→ **Exercise directions**: Every line from the line containing "Spot the field" through the final line of the data is to be printed exactly; no other line is to appear.

→ **Extracted material**:
┄┄┄┄┄┄┄┄┄┄┄┄┄┄┄┄┄┄┄┄
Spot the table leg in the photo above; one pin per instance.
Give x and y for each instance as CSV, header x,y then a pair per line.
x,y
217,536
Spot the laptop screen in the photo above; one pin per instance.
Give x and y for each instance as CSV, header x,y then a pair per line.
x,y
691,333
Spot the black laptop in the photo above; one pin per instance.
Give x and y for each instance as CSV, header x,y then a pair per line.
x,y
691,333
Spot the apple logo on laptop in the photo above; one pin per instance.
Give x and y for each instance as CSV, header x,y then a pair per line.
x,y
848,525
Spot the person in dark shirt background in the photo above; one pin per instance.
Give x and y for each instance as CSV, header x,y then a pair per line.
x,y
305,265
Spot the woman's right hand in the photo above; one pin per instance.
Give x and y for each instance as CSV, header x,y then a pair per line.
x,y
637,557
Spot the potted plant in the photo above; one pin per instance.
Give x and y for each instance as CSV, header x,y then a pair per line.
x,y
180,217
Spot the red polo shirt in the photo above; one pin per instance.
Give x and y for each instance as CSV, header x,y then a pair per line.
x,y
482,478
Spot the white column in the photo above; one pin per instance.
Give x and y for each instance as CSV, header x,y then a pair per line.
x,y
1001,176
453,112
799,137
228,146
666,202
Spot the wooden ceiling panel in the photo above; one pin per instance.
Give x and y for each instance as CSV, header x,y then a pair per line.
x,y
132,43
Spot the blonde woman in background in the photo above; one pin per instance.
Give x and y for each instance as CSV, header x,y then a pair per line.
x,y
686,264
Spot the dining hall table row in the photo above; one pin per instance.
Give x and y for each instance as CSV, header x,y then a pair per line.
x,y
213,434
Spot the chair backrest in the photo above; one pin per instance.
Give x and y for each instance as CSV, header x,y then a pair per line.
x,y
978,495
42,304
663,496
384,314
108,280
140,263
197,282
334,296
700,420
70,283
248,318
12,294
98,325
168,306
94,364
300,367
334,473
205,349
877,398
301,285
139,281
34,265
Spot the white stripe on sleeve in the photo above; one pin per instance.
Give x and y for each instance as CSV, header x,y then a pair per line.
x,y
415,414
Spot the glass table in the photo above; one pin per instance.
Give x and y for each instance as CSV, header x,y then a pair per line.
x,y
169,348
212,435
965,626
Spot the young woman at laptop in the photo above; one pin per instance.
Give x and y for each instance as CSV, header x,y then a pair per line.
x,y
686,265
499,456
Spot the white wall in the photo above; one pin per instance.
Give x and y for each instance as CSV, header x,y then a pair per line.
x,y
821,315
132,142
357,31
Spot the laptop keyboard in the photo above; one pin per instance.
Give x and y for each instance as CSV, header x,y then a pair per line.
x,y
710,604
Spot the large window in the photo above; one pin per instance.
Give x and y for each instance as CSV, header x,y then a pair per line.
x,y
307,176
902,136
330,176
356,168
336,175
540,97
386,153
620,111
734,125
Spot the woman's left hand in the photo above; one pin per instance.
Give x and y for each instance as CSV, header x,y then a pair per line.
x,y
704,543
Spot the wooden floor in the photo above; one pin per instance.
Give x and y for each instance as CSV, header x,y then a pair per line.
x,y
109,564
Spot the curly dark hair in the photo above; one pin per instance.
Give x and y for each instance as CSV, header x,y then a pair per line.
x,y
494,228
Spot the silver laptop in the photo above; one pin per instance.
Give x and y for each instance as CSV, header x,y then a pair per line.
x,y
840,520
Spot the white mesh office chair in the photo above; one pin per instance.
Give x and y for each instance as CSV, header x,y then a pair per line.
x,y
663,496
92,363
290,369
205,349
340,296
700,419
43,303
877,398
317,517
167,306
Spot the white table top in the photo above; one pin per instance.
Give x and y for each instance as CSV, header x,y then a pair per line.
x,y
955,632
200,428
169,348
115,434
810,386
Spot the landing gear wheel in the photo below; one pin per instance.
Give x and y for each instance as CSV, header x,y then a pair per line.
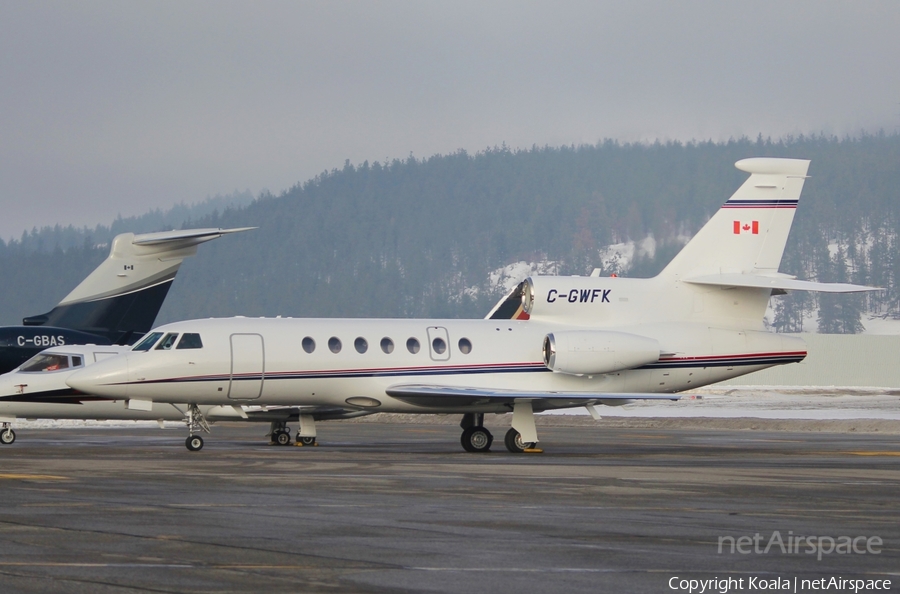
x,y
476,439
514,443
194,443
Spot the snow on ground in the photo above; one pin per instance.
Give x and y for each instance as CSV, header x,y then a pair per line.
x,y
881,326
813,403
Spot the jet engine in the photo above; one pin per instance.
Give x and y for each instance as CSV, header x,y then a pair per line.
x,y
592,352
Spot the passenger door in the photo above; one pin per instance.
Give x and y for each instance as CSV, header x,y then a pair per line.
x,y
248,364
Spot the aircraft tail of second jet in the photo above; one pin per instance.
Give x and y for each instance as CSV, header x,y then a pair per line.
x,y
121,298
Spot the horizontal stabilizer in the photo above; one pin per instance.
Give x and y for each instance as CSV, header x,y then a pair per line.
x,y
425,395
189,236
783,282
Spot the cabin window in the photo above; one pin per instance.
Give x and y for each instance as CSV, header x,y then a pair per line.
x,y
167,342
148,342
439,346
46,362
309,345
190,340
334,344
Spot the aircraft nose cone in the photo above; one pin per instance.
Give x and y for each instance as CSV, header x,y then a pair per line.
x,y
106,378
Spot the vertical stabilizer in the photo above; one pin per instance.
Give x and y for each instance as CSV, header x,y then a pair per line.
x,y
748,234
121,298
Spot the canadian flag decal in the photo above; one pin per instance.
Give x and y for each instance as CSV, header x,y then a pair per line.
x,y
751,227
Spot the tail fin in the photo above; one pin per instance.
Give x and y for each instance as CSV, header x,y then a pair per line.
x,y
748,234
121,298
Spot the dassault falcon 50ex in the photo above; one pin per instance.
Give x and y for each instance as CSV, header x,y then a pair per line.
x,y
573,342
37,390
117,303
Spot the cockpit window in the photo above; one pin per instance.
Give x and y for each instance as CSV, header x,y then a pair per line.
x,y
48,362
148,342
167,342
190,340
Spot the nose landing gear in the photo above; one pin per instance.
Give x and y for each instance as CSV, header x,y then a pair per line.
x,y
195,422
7,435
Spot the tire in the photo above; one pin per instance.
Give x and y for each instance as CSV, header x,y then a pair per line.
x,y
513,441
194,443
476,439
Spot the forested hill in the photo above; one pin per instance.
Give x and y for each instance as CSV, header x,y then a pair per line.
x,y
423,237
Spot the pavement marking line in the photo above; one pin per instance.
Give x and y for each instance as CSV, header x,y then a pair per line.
x,y
156,565
32,477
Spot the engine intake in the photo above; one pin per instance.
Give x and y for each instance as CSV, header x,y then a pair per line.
x,y
592,352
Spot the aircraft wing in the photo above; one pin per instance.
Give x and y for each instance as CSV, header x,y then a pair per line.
x,y
437,396
783,282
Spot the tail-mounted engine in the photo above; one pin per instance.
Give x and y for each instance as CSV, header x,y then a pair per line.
x,y
593,352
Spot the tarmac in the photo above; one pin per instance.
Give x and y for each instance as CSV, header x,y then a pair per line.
x,y
399,507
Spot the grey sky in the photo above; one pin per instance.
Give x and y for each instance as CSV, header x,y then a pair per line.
x,y
118,107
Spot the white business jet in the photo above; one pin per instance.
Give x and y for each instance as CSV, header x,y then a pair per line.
x,y
115,305
577,341
37,389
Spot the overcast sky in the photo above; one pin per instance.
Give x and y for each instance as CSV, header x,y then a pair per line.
x,y
116,107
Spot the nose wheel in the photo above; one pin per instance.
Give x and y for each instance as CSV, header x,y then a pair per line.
x,y
195,422
7,435
194,443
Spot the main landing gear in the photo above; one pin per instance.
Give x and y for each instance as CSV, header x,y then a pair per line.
x,y
195,422
521,437
475,437
7,435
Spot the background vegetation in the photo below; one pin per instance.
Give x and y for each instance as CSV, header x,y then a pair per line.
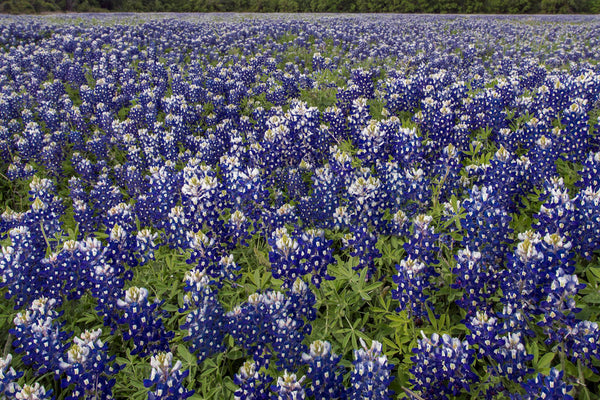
x,y
394,6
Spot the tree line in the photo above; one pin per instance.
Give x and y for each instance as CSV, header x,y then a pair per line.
x,y
362,6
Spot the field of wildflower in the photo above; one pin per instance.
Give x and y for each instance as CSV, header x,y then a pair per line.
x,y
246,206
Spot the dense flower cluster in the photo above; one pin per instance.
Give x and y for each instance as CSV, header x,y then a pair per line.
x,y
452,163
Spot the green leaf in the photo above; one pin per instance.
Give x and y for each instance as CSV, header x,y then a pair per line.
x,y
593,298
543,365
185,354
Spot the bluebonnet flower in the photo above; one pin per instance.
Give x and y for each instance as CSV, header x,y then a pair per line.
x,y
20,268
422,244
206,320
46,208
205,252
512,358
88,366
146,245
201,198
581,343
253,384
288,387
412,281
30,392
484,333
522,280
442,367
8,376
166,379
486,224
587,217
547,387
590,172
360,241
358,117
324,371
574,142
316,254
366,198
267,320
38,336
476,277
371,374
144,322
557,213
284,256
559,307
┄┄┄┄┄┄┄┄┄┄┄┄┄┄┄┄┄┄┄┄
→ **Output of the task**:
Spot the field of wildflower in the photo above; one pin per instance.
Give x and y for each instance as CSV, header x,y then a pair per line.
x,y
246,206
Spot the dense flower cluster in the photo above; one pin per instance.
Give x and y for each instance as CSV, header x,y then a pair per line.
x,y
452,163
Spot the green leaf in the photo above; one pin per instance.
Give x and y for each instance as CSV, header x,y then a pair per line.
x,y
593,298
543,365
185,354
Spot the bluebonnet flower in the photo above; one pin per instance.
Give x and y for each instance as CSV, header x,y then a pair per line.
x,y
20,268
422,244
206,320
46,208
205,252
512,358
88,366
146,245
201,198
581,343
253,384
288,387
412,281
30,392
484,333
522,280
442,367
8,376
166,379
486,224
587,217
547,387
590,172
360,241
358,117
324,371
574,142
316,254
366,198
267,320
38,336
476,277
371,374
144,322
557,213
284,256
559,307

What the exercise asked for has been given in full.